#### Passage given
--------

Certified Collectors, Inc. v. Lesnick

Decision Date14 October 1977
Docket NumberNo. 12915,12915
Citation570 P.2d 769,116 Ariz. 601
PartiesCERTIFIED COLLECTORS, INC., an Arizona Corporation, Appellant, v. David LESNICK and Jane Doe Lesnick, his wife, dba the House of David, Appellees.
CourtArizona Supreme Court

Hyman Brazlin, Phoenix, for appellant.

Craig & Rich by David Rich and Burch, Cracchiolo, Levie, Guyer & Weyl by Jack Daniel Klausner, Phoenix, for appellees.

Barry M. Corey, Tucson, for amicus curiae Arizona Collectors Association.

Ronald W. Sommer, Tucson, for amicus curiae State Bar of Arizona.

HOLOHAN, Justice.

Plaintiff has appealed the granting of summary judgment for defendants on plaintiff's complaint. We took jurisdiction pursuant to 17A A.R.S. Sup.Ct. Rules, Rule 47(e)(5), and for the reasons herein stated we affirm the judgment of the trial court.

In January of 1975, Certified Collectors, Inc. (appellant) brought an action against David and Jane Doe Lesnick and their corporation, The House of David (appellees) on an alleged assignment of a debt in the amount of $8,835.21 which appellant claimed was past due and owing since February of 1972. Although it was not alleged in the complaint, the record indicates that the purported assignment to plaintiff concerned a debt owed by the Lesnicks as owners of The House of David to the Emerson Television Sales Corp.

Appellees denied the substantial allegations of the complaint and affirmatively asserted, inter alia, that the plaintiff was not the real party in interest. 1

Following the taking of David Lesnick's deposition, plaintiff filed a motion for summary judgment. Defendants cross-moved for summary judgment asserting that (1) the assignment plaintiff alleged was invalid and that plaintiff was therefore precluded from suing on it in its own name and that (2) by bringing this action, plaintiff was engaged in the unauthorized practice of law in violation of A.R.S. § 32-261.

The trial court found that the assignment and subsequent initiation of litigation by plaintiff, Certified Collectors, Inc., constituted the unauthorized practice of law. 2 Reasoning that plaintiff could not, therefore, properly obtain a judgment while engaging in such unauthorized practice, the trial court dismissed the complaint and entered judgment for the defendants.

Because of the nature of the record before us, we think that one issue is dispositive of this case: was there a valid assignment running between Emerson Television Sales Corporation and Certified Collectors, Inc., so as to give Certified standing to bring this action in its own name as the real party in interest? For the reasons which follow, we answer that question in the negative.

--------

#### Data section
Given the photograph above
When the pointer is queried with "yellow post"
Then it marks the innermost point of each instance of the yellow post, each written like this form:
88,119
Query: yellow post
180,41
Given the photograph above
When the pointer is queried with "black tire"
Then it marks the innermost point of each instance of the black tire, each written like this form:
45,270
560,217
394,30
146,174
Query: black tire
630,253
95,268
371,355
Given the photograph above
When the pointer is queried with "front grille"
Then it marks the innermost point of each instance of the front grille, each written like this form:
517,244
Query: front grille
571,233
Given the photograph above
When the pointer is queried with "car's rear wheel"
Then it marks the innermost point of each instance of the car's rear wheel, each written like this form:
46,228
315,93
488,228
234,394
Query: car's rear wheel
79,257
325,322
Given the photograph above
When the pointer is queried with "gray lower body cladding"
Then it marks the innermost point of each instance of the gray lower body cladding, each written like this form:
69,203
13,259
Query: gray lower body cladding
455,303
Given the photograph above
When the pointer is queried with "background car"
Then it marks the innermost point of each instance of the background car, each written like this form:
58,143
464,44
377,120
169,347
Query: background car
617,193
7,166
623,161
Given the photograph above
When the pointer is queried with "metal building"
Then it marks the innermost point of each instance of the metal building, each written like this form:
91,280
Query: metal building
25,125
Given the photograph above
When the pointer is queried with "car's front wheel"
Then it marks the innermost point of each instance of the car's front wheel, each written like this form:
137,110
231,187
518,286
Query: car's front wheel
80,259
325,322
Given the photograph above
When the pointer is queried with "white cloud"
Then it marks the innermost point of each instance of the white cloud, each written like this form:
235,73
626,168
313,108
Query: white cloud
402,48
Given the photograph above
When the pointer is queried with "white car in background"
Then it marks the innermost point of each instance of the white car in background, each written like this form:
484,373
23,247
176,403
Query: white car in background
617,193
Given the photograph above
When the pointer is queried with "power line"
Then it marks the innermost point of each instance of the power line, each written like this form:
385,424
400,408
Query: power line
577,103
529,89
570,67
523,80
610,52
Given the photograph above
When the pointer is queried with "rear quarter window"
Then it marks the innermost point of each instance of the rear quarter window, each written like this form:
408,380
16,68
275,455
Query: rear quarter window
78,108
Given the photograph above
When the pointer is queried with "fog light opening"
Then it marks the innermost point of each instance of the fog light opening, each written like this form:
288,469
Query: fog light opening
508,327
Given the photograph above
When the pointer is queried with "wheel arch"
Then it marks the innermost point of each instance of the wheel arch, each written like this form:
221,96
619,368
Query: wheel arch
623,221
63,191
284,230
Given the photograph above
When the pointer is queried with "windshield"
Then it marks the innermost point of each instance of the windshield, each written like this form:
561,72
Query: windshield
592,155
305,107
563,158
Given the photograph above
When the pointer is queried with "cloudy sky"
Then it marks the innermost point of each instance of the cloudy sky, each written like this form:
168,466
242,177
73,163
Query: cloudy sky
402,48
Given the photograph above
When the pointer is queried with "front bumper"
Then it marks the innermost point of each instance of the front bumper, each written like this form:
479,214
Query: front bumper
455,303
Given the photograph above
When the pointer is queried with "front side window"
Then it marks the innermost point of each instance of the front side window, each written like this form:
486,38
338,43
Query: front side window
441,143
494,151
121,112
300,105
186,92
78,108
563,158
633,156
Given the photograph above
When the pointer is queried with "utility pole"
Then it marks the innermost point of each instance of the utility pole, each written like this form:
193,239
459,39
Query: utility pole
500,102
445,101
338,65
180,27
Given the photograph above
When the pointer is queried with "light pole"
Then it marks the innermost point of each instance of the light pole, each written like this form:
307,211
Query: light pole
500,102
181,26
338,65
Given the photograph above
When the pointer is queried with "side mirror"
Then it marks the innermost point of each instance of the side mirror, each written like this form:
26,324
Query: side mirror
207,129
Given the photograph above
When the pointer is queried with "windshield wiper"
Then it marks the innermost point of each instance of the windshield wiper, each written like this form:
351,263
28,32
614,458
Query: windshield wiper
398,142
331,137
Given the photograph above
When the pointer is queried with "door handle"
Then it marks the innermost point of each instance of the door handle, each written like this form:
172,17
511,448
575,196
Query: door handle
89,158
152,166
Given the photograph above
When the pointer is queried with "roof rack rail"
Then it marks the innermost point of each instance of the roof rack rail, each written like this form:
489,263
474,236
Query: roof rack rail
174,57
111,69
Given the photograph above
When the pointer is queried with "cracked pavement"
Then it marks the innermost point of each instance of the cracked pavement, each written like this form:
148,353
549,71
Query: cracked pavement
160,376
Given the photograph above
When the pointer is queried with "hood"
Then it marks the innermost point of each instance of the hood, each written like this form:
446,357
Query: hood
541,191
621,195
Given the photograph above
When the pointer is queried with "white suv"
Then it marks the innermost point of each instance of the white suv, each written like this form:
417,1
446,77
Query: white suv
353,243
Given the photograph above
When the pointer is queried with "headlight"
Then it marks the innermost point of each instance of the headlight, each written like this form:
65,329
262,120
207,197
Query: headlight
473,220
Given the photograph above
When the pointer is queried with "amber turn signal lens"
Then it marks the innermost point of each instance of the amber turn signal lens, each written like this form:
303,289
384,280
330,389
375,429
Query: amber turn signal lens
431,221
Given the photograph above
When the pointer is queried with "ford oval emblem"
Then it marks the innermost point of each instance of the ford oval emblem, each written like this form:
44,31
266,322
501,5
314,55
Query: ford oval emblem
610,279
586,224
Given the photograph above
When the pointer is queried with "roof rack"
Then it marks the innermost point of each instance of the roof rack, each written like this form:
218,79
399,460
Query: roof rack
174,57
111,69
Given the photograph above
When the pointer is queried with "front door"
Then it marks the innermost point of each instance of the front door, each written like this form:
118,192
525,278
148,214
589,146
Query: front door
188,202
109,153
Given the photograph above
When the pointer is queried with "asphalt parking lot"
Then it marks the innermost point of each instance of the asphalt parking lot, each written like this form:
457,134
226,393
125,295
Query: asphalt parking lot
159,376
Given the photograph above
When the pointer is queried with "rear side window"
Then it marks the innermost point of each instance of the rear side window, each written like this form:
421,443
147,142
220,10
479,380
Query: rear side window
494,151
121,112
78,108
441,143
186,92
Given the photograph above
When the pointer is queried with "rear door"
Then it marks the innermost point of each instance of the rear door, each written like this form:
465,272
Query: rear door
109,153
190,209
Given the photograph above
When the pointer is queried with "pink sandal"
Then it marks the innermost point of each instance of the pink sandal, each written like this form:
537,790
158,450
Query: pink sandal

--------

#### Task directions
Please decide whether each statement below agrees with the court opinion above, answering yes or no and quoting the deciding words from the opinion. 1. The complaint named the debt as $8,835.21. 2. The debt in question was owed to a bank. 3. The Arizona Supreme Court reverses the trial court's judgment.

#### Output for this exercise
1. Yes: "an alleged assignment of a debt in the amount of $8,835.21"
2. No: "a debt owed by the Lesnicks as owners of The House of David to the Emerson Television Sales Corp."
3. No: "we affirm the judgment of the trial court"